== EXERCISE DESCRIPTION ==
Rewrite all the rows below as a numbered list, one line per item, and omit any blank lines.

(Location labeling records)
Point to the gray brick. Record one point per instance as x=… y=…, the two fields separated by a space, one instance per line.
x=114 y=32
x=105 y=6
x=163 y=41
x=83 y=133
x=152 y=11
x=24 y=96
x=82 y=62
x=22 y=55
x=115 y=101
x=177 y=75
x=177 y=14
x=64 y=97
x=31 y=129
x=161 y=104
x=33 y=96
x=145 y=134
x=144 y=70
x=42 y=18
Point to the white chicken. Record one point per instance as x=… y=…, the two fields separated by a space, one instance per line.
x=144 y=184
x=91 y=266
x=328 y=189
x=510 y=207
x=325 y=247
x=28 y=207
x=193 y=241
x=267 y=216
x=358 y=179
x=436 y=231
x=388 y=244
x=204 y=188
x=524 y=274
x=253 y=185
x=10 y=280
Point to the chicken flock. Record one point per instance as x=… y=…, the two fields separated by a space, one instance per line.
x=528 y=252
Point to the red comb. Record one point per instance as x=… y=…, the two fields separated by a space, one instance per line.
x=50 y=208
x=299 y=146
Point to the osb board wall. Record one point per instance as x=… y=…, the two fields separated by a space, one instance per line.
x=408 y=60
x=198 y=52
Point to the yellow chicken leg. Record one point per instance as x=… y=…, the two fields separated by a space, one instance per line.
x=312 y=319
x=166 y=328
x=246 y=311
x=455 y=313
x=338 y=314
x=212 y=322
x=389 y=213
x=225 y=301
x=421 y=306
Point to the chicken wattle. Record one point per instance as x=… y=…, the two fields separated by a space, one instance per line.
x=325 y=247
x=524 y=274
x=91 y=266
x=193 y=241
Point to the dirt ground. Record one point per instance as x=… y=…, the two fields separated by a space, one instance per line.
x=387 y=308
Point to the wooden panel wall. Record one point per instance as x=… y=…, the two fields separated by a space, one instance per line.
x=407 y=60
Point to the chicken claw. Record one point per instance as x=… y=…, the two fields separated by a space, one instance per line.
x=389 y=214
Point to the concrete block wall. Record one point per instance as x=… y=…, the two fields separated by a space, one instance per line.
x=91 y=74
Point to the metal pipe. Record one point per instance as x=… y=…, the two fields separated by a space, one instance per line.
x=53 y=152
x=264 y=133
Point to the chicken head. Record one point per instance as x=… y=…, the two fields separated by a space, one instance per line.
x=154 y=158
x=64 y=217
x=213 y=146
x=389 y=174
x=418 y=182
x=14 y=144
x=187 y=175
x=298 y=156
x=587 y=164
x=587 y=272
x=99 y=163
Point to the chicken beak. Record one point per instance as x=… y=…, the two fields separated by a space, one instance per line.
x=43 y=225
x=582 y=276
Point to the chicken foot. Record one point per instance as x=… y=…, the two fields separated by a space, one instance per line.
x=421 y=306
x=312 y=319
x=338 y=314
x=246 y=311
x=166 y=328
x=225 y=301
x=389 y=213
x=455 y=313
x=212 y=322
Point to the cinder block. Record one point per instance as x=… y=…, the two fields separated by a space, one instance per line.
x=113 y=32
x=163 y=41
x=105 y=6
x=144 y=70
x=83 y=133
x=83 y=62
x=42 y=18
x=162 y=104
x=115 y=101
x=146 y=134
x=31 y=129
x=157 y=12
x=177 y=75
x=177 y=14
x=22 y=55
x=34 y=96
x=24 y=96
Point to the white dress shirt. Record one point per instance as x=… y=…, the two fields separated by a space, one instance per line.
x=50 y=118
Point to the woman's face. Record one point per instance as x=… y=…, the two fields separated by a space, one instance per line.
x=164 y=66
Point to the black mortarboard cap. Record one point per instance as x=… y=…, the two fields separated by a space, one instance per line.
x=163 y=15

== THE COMPLETED TASK ==
1. Point to the gray brick. Record one point per instance as x=… y=…, the two fields separated by a space, one instance per line.
2. x=114 y=32
3. x=105 y=6
4. x=163 y=41
5. x=83 y=133
6. x=152 y=11
7. x=24 y=96
8. x=82 y=62
9. x=22 y=55
10. x=115 y=101
11. x=177 y=75
12. x=177 y=14
13. x=64 y=97
14. x=31 y=129
15. x=161 y=104
16. x=33 y=96
17. x=145 y=134
18. x=144 y=70
19. x=42 y=18
20. Point to the white chicken. Record one point per instance as x=… y=…, the two fields separated by a space, one instance per line.
21. x=144 y=184
22. x=91 y=266
23. x=328 y=189
24. x=510 y=207
25. x=325 y=247
26. x=28 y=207
27. x=193 y=241
28. x=267 y=216
29. x=358 y=179
30. x=436 y=231
31. x=388 y=244
32. x=204 y=188
33. x=524 y=274
34. x=253 y=185
35. x=10 y=280
36. Point to the chicken flock. Record one point per instance as x=… y=…, the two fields separated by a space, one instance per line.
37. x=528 y=252
38. Point to the red comb. Record one point per instance as x=… y=…, the two fields separated by a space, one instance per line.
39. x=50 y=208
40. x=299 y=146
41. Point to the osb board wall. Record one point per instance as x=… y=…, the two fields separated by a space, one instance per line.
42. x=408 y=60
43. x=198 y=52
44. Point to the yellow chicken leg. Record one point per instance as x=… y=…, the two fields separated by a space, one instance per line.
45. x=312 y=319
46. x=166 y=328
47. x=246 y=311
48. x=455 y=313
49. x=338 y=314
50. x=212 y=322
51. x=389 y=213
52. x=225 y=301
53. x=421 y=306
54. Point to the chicken wattle. Record one point per instance as x=… y=…, the two fields separated by a space, one instance per line.
55. x=325 y=247
56. x=524 y=274
57. x=91 y=266
58. x=193 y=241
59. Point to the dirt ground. Record one point per instance as x=… y=…, the two fields separated by a space, one instance per line.
60. x=387 y=308
61. Point to the wooden panel wall. Record one point per instance as x=… y=…, the two fields separated by a space, one instance per line.
62. x=407 y=60
63. Point to the chicken claw. Record one point per instance as x=… y=…, the two fields separated by a space, one instance per line.
64. x=389 y=214
65. Point to the concrete block wall. Record one point per instance as x=… y=…, the two fields separated by a space, one instance per line.
66. x=91 y=74
67. Point to the metal pipe. Record one point per instance as x=… y=…, the two fields separated by a space, one instance per line.
68. x=53 y=152
69. x=264 y=133
70. Point to the chicken head. Record one point per instance as x=… y=…, the two fields separated by a space, one instance per line.
71. x=154 y=158
72. x=64 y=217
73. x=213 y=146
74. x=389 y=174
75. x=418 y=182
76. x=14 y=144
77. x=187 y=175
78. x=298 y=156
79. x=587 y=164
80. x=587 y=272
81. x=99 y=163
82. Point to the chicken beak. Record one point per instance as x=… y=…, the two fields separated by a space, one instance per line.
83. x=43 y=225
84. x=582 y=276
85. Point to the chicken foot. Record one point per instance as x=… y=…, the two fields separated by a space, one instance per line.
86. x=421 y=306
87. x=312 y=319
88. x=338 y=314
89. x=246 y=311
90. x=166 y=328
91. x=225 y=301
92. x=389 y=213
93. x=455 y=313
94. x=212 y=322
95. Point to the cinder block. Record one point per instance as x=… y=…, the two fields separated by a space, one instance per line.
96. x=113 y=32
97. x=163 y=41
98. x=105 y=6
99. x=144 y=70
100. x=83 y=133
101. x=83 y=62
102. x=42 y=18
103. x=162 y=104
104. x=115 y=101
105. x=146 y=134
106. x=31 y=129
107. x=157 y=12
108. x=177 y=75
109. x=177 y=14
110. x=22 y=55
111. x=34 y=96
112. x=24 y=96
113. Point to the white dress shirt. Record one point per instance as x=… y=…, the two fields separated by a space, one instance per line.
114. x=50 y=118
115. Point to the woman's face. Record one point per instance as x=… y=…, the two fields separated by a space, one instance per line.
116. x=164 y=66
117. Point to the black mortarboard cap. Record one point per instance as x=… y=…, the two fields separated by a space, one instance per line.
118. x=163 y=15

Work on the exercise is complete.